Given exercise - Extend the article below about WIPO's Inventor Assistance Program and South African renewable energy inventors, picking up right after its last sentence.

Reading passage -

IAP Powers Renewable Energy Innovations in South Africa

Many countries are brimming with ideas to reduce our environmental impact, but inventors often lack the resources to protect their intellectual property. Two South African inventors with a passion for renewable energy explain how WIPO’s Inventor Assistance Program helped them patent their green innovations.

From instant communication to global travel, the rapid industrialization of society over the past two centuries has revolutionized the ways we live. But our carbon-intensive technologies have come at a grave planetary cost, and climate change and environmental degradation now threaten to undermine our high-tech lifestyles. Fortunately, the rise of green technology and especially renewable energy offers a way to balance continued industrial progress with sustainable living.

Virendra Ramlakan, inventor of a wind turbine with small airfoils for maximized power efficiency
Image: WIPO

Maximizing wind power efficiency

Virendra Ramlakan, a mechanical engineer in South Africa’s eastern province of KwaZulu-Natal, is one of the many people excited by the potential of renewable energy, especially wind power. Over the last years, he has focused on ameliorating the ecological effects our planet faces, and renewable energy seemed like a good place to start to improve the state of our environment. In 2015, Virendra began studying the mechanics of wind turbines and realized current designs suffer from inefficiencies.

Object point labels -

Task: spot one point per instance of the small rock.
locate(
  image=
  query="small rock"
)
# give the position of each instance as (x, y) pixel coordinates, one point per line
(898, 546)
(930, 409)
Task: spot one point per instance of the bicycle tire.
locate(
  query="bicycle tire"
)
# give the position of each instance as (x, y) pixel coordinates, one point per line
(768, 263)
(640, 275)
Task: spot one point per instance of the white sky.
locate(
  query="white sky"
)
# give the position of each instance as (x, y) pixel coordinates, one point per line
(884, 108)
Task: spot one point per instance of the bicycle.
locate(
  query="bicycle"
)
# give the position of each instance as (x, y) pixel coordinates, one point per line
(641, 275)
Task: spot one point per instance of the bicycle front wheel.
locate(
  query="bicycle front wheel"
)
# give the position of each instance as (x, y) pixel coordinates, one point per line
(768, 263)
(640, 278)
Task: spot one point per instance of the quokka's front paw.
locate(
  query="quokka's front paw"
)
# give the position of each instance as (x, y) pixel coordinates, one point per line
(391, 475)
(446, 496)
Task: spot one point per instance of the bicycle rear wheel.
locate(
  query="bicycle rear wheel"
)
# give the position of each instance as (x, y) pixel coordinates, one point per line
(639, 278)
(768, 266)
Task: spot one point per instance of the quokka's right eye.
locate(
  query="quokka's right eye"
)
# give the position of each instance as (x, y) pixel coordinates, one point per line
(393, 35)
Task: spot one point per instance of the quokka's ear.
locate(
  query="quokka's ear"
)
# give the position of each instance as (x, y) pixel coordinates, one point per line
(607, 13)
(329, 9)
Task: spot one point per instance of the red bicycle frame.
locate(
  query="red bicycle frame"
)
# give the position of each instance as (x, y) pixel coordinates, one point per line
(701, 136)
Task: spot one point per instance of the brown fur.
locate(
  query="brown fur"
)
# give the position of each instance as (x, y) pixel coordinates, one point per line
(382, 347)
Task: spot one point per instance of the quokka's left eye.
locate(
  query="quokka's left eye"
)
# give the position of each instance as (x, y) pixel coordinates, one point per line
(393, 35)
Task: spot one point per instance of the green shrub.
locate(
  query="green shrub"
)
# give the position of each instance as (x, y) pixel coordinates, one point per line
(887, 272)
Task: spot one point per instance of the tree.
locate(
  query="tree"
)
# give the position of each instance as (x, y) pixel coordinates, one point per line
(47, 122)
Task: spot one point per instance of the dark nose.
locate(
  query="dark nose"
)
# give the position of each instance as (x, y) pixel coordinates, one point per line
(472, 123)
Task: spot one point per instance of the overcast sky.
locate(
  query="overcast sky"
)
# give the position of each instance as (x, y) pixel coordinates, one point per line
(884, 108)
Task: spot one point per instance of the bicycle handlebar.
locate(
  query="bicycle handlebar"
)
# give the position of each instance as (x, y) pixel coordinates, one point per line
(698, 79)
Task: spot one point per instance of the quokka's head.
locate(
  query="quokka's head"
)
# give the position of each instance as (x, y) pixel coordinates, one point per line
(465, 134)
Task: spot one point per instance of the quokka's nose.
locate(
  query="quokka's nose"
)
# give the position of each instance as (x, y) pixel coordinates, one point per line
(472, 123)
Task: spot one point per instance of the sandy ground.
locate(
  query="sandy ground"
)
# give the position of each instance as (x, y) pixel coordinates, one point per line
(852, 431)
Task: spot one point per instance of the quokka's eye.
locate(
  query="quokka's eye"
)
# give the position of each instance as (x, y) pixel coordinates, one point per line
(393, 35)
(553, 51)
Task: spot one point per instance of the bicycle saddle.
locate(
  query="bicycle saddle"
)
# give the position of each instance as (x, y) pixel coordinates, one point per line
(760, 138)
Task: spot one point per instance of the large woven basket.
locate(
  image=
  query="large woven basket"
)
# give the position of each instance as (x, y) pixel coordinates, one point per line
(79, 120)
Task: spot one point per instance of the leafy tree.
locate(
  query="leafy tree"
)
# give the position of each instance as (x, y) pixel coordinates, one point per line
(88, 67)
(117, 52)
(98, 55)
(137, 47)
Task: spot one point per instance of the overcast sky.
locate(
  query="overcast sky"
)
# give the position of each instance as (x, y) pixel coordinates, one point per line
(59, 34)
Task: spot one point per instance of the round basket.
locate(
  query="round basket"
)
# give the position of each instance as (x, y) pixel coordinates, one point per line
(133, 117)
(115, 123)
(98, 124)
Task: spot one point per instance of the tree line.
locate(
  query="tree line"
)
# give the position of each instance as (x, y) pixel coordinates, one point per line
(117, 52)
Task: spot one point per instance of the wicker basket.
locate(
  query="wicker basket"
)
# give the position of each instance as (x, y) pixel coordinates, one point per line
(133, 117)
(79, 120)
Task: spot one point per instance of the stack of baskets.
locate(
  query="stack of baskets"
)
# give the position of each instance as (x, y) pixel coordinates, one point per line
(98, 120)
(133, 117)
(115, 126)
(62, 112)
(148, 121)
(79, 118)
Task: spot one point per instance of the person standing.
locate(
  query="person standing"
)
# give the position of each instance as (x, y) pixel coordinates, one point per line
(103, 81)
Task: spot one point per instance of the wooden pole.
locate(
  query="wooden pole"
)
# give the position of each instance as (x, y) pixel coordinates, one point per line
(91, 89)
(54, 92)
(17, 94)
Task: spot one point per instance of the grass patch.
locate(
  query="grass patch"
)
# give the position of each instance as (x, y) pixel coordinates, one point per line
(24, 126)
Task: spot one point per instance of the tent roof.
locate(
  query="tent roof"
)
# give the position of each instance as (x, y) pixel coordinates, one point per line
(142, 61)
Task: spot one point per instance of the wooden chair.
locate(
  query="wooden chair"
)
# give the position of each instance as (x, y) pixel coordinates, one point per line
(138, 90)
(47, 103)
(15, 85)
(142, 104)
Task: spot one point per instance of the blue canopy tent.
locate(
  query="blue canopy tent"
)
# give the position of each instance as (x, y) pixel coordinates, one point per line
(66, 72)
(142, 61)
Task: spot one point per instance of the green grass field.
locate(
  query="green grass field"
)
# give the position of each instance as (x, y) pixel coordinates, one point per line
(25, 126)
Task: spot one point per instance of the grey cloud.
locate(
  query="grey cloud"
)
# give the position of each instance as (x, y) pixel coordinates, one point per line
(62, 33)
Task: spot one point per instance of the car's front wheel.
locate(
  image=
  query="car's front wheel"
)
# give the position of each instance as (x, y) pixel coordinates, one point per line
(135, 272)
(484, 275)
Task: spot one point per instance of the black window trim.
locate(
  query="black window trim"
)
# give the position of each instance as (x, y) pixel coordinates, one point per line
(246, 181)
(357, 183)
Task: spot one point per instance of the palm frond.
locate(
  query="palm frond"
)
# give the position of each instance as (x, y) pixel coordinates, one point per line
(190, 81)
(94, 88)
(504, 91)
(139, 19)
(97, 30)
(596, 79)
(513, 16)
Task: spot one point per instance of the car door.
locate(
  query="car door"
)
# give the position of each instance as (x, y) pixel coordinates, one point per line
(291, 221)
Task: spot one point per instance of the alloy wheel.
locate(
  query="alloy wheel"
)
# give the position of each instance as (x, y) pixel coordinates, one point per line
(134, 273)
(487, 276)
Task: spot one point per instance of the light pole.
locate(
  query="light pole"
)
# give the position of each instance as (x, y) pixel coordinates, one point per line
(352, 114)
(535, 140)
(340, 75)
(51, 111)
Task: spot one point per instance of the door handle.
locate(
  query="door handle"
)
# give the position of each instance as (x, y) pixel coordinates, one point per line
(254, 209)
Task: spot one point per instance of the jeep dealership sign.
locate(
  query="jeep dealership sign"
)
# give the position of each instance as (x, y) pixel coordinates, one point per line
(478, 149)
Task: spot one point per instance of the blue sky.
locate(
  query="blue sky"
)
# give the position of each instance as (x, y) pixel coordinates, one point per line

The response -
Front view of a wind turbine with small airfoils
Image: Virendra Ramlakan, Adams & Adams
Patent drawing of a wind turbine with small airfoils
Image: Virendra Ramlakan, Adams & Adams

After two years of studying aerodynamics, fluid flow and momentum, he discovered a way to increase the power generated by wind turbines. Virendra’s innovation is to add small airfoils to the blades of wind turbines. As the blades spin, these airfoils generate lift, causing the blades to rotate faster and generate more power.

By maximizing the efficiency of wind turbines, Virendra’s invention makes it possible for smaller, cheaper turbines to be used without any loss in electricity generation. This is good news for South Africa, where rising turbine costs have delayed the country’s much-needed transition away from fossil fuels. Virendra also hopes that smaller turbines will reduce the risk of bird deaths, a known drawback of wind power.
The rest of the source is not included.